- **INPUT DATA**
-.-.-

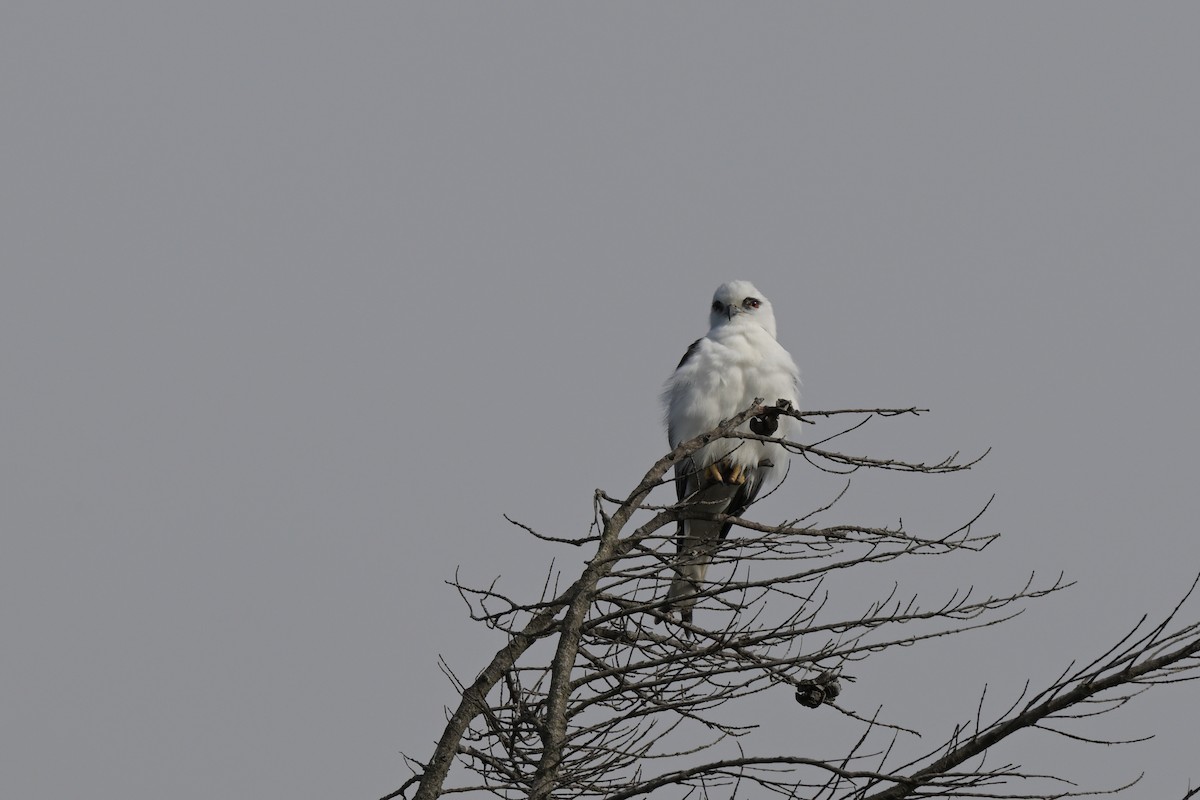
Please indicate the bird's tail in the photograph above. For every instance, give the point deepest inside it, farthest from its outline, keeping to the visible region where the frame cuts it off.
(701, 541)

-.-.-

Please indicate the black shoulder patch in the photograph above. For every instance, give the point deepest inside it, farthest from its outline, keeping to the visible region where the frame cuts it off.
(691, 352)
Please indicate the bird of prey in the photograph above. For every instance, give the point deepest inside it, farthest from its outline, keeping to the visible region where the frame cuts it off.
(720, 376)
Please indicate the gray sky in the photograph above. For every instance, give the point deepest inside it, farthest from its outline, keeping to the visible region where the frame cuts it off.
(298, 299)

-.-.-

Show every line above that contains the string "bird", copying each such line in full.

- **RESPONSE BELOW**
Please indicate the bird's tail in the photograph above. For every instance, give the point deepest inside it, farthest from its outline, keeping to the visible region where the frame cuts it off.
Please indicate the bird of prey in the photograph above. For every instance, give the point deepest inside it, farthest from its outline, keeping to the visible region where the frame cuts it off.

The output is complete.